→ **Exercise goal**: In the records, restate the lines from the one containing "of the adobe" through the one containing "x=457, y=48", inclusive, swapping "blue water" for "open water" and changing nothing else.

[Point placement records]

◇ ◇ ◇

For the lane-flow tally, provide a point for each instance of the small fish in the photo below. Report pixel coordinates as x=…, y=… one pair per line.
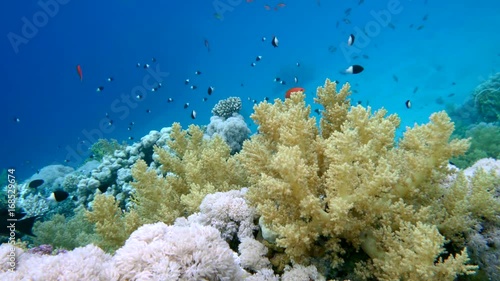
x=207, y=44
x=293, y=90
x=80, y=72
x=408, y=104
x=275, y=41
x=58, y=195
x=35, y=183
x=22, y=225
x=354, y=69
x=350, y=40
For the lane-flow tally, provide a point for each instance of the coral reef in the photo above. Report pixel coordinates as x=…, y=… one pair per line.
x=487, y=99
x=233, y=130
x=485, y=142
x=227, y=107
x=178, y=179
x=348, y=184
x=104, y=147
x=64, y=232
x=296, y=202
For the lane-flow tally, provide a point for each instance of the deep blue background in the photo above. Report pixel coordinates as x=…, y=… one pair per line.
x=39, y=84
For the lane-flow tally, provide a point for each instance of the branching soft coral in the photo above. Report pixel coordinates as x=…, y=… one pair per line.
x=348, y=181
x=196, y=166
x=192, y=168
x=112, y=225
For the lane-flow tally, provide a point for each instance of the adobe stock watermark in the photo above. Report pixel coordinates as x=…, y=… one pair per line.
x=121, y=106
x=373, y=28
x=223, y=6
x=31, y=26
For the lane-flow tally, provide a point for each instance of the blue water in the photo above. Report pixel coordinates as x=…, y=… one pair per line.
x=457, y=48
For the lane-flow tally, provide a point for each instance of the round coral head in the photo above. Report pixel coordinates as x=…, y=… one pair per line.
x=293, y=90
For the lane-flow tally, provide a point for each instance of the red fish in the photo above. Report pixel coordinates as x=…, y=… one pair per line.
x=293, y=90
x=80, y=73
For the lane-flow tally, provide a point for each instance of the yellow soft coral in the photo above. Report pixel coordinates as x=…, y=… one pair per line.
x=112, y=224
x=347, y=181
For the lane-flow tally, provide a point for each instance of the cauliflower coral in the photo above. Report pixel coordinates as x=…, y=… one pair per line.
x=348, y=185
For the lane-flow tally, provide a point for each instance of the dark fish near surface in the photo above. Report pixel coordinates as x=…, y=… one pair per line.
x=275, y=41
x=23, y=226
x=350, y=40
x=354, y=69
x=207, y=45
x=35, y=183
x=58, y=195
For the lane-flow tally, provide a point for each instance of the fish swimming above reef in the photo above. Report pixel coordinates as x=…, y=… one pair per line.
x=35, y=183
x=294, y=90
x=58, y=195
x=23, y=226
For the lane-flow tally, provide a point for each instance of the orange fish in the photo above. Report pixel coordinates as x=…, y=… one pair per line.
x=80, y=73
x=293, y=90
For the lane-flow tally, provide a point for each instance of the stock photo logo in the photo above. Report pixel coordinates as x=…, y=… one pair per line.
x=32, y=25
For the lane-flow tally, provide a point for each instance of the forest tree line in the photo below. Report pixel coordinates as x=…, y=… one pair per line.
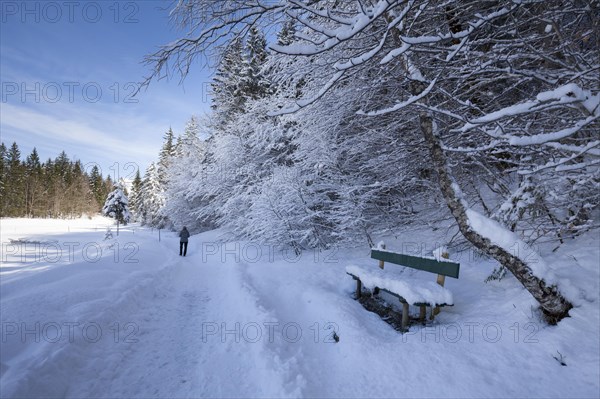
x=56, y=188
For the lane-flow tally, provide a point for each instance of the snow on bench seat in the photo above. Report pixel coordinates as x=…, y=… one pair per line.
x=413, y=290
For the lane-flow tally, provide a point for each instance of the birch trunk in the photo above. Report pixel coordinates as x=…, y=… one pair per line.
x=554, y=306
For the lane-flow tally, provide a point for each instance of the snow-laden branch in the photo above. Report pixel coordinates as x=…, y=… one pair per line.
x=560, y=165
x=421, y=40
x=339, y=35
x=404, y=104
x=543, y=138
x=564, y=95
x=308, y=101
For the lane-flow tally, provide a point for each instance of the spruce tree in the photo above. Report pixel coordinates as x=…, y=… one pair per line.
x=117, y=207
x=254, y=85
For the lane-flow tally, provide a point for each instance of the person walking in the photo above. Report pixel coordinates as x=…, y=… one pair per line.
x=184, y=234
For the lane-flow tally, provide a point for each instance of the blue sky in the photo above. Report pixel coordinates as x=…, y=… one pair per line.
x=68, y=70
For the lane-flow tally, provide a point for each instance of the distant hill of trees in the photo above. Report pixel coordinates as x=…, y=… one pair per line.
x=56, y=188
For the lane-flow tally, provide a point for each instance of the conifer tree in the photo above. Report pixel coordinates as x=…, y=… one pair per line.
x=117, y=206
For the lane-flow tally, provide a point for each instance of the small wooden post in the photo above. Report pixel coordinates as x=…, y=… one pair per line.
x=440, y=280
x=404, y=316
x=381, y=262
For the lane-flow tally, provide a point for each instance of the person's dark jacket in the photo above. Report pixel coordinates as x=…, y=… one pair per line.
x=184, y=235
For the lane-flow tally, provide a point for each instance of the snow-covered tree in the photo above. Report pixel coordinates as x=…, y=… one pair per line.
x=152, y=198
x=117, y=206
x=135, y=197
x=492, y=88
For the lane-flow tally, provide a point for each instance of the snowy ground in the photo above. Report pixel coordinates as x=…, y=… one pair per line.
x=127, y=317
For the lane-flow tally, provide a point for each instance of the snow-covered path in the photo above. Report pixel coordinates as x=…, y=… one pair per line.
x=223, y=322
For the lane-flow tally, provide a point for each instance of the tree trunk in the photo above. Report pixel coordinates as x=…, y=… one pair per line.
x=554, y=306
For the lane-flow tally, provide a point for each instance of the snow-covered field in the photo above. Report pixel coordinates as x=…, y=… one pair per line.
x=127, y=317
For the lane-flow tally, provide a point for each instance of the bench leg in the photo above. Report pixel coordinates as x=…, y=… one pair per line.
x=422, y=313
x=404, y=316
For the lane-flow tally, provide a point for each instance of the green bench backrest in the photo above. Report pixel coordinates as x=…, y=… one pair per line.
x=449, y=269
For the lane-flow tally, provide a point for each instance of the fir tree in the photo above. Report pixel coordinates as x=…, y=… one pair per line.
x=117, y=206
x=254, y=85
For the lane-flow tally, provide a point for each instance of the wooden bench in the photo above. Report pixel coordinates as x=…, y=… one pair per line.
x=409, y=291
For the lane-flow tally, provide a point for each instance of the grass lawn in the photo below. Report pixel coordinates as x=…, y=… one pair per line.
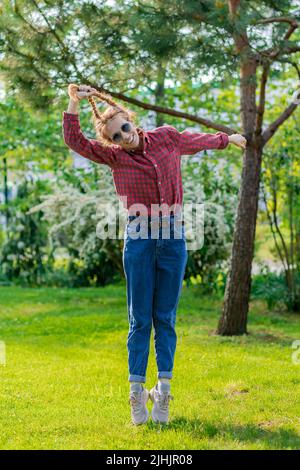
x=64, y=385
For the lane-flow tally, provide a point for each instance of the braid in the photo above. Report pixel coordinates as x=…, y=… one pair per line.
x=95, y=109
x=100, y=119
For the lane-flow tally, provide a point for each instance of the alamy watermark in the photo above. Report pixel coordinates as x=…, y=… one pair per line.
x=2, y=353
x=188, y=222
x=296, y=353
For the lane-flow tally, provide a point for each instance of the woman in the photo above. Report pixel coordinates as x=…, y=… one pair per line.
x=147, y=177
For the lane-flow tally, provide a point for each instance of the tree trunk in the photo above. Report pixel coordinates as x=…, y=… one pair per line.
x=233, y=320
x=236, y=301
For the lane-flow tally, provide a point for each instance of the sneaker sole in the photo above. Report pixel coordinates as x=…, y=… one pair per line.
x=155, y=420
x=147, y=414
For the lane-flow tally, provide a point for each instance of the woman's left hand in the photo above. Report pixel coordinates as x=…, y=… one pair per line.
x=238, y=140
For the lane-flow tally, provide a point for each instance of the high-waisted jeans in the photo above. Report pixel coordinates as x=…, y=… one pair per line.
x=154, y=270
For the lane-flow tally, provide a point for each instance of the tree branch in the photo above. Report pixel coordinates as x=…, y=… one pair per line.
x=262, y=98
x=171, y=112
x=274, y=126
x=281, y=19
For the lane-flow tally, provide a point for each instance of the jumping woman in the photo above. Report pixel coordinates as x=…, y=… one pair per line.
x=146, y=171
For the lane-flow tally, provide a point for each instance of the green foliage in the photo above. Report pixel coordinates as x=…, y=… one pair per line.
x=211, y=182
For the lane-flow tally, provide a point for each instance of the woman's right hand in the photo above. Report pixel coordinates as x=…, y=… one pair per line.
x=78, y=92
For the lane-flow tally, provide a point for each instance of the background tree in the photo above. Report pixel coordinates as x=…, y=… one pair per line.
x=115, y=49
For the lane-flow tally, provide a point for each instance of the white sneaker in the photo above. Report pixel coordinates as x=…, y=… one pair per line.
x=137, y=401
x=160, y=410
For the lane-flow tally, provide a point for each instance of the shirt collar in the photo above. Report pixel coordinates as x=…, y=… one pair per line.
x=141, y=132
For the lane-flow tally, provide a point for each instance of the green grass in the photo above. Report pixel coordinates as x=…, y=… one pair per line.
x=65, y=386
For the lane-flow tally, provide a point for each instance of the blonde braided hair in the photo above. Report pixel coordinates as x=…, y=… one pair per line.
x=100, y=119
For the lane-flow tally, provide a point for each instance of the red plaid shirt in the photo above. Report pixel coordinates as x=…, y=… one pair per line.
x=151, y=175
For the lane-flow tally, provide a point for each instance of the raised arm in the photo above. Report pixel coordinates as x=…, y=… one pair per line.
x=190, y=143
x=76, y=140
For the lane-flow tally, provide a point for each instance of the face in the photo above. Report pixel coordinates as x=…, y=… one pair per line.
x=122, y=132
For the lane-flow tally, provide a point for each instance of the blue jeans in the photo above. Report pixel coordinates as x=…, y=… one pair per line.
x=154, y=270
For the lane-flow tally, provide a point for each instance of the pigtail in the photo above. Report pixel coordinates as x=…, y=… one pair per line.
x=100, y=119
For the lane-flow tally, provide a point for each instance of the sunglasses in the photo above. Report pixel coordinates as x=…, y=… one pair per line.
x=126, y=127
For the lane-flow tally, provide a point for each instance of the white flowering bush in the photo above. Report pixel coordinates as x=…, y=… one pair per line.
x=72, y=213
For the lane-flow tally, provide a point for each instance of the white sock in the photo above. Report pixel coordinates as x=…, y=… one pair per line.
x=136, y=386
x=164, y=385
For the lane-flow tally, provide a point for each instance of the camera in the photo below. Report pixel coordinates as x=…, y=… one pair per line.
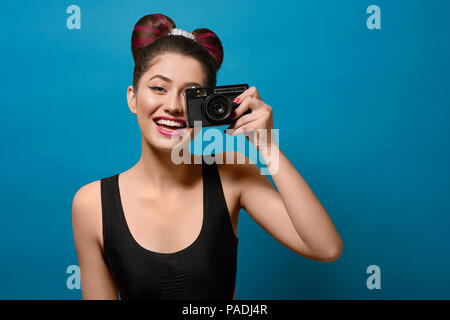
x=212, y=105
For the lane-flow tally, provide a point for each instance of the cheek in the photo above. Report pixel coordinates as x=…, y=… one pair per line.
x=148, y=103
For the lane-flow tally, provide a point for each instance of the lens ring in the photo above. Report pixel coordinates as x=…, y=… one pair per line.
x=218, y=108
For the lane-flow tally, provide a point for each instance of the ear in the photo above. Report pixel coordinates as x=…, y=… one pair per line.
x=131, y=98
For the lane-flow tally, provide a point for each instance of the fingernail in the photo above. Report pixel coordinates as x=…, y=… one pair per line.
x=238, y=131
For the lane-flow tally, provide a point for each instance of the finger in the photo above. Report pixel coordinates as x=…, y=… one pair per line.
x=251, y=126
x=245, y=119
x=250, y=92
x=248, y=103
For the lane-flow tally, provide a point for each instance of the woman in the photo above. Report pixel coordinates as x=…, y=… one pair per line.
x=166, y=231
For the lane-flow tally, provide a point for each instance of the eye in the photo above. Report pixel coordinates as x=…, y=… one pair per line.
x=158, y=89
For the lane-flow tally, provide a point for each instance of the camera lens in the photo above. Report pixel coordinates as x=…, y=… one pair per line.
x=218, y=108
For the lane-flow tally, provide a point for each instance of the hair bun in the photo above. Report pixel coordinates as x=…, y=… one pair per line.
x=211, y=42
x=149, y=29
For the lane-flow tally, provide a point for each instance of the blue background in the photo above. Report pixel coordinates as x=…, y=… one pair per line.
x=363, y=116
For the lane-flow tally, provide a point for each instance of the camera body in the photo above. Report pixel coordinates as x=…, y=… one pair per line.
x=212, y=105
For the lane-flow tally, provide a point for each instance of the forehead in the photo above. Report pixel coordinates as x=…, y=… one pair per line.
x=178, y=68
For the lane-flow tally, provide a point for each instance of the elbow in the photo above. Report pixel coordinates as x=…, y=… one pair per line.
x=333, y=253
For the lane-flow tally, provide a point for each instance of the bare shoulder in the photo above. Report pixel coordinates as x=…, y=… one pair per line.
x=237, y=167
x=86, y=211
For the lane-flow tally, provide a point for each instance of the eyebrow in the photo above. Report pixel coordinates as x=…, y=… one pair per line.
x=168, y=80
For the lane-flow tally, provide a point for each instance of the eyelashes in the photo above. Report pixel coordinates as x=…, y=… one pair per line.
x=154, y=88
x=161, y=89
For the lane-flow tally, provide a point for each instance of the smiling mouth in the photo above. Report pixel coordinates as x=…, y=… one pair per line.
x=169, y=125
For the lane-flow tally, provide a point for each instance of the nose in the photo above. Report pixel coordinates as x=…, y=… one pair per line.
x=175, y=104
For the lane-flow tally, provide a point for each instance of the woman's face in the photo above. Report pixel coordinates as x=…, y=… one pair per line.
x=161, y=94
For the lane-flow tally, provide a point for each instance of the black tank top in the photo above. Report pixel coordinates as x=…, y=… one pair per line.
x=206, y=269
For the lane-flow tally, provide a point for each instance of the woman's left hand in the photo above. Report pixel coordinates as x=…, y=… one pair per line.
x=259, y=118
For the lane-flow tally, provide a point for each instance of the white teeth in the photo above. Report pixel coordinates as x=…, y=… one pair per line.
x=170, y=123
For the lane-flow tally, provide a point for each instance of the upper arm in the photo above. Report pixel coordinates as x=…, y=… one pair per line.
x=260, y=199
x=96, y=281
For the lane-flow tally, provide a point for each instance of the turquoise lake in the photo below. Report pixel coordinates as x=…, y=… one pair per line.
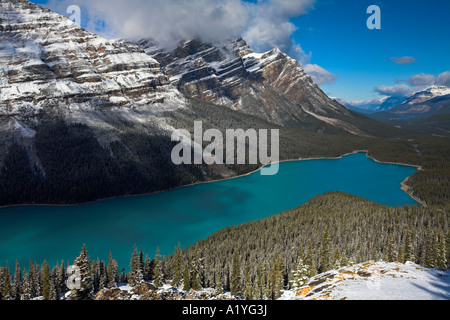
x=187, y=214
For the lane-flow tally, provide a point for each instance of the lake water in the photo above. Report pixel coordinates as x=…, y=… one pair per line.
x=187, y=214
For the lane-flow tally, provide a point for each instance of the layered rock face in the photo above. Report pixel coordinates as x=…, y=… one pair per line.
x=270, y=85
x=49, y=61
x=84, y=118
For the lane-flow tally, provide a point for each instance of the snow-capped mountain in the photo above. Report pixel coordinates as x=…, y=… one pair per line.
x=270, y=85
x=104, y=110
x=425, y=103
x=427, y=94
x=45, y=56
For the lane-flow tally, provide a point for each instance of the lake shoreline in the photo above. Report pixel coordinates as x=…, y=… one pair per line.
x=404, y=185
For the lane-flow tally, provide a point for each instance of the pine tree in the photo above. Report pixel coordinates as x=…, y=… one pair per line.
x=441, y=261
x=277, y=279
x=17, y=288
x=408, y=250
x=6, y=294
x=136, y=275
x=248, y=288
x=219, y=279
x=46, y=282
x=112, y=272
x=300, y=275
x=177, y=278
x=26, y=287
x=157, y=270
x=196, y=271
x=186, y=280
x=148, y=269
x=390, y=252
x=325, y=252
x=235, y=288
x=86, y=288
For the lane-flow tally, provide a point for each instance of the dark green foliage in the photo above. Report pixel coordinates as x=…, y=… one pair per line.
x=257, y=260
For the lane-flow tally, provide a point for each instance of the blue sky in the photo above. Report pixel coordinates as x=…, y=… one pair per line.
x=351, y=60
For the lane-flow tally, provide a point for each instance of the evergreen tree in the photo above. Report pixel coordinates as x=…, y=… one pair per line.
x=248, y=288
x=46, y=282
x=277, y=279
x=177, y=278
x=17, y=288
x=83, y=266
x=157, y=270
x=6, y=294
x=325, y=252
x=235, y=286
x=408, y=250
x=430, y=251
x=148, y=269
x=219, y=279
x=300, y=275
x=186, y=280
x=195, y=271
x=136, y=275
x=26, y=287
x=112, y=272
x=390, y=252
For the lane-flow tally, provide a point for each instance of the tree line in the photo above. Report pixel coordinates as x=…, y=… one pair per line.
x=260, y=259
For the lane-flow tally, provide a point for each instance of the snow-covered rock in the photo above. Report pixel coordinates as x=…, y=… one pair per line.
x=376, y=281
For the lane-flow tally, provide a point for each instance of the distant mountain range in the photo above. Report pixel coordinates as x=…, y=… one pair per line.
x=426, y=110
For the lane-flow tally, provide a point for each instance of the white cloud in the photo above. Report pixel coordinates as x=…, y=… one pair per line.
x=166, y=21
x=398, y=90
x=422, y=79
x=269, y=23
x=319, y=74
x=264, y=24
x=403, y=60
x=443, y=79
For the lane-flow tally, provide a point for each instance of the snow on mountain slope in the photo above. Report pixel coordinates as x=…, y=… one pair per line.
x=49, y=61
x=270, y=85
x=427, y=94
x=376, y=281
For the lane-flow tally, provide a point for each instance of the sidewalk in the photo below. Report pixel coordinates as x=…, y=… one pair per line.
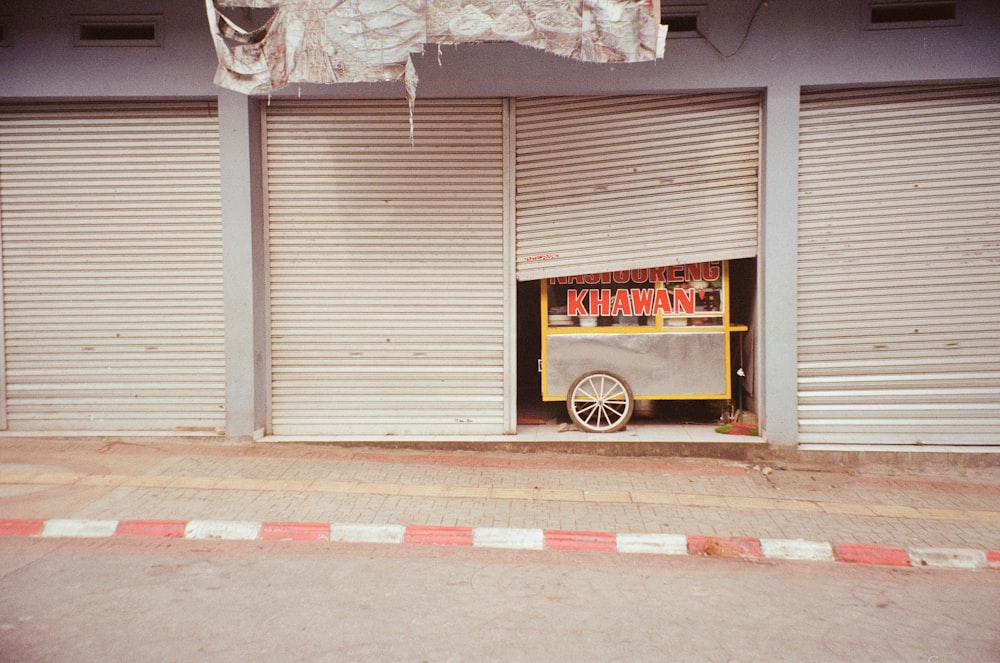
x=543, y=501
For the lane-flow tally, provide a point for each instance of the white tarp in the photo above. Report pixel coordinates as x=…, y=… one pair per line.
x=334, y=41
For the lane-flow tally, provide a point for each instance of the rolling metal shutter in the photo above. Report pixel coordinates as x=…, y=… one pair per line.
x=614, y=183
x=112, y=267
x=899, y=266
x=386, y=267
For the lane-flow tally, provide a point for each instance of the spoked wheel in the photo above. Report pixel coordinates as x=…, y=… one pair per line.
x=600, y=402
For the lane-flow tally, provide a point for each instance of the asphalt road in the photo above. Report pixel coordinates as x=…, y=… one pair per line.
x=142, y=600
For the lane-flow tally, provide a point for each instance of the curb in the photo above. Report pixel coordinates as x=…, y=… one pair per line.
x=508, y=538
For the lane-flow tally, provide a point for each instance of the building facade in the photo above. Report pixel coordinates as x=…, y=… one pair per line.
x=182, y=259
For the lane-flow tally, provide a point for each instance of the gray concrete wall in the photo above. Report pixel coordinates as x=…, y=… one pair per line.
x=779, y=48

◇ ◇ ◇

→ **Exercise solution**:
For the lane-flow tally, provide a point for each instance of the adobe stock watermark in the photo above. Report pixel coordinates as x=…, y=… one pair per line.
x=121, y=106
x=373, y=28
x=223, y=6
x=31, y=26
For the lane-flow tally, provide a point for each instance of the open water in the photo above. Report pixel coordinates as x=…, y=… one pair per line.
x=457, y=48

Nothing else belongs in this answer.